> PROBLEM DETAILS:
Look through the data below. Pick out the lines holding the string "inspect".

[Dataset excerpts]
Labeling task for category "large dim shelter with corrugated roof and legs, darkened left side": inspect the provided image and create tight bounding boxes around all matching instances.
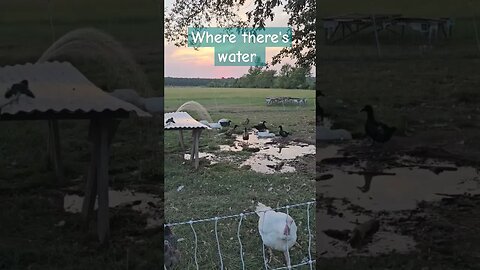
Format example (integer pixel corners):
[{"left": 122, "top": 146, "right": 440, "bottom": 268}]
[{"left": 0, "top": 62, "right": 151, "bottom": 244}]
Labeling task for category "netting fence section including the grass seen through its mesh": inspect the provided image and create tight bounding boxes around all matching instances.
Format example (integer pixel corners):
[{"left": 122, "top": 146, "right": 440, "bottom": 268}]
[{"left": 164, "top": 201, "right": 316, "bottom": 270}]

> OUTPUT FOR THIS TASK:
Labeling task for category "large dim shelter with corrugated roof and legs, darkened left side": inspect the provided image and create tight bounding boxes around all matching instances.
Labeling task for category "netting fence section including the grass seen through its mesh": inspect the provided image and create tight bounding boxes around all matching instances.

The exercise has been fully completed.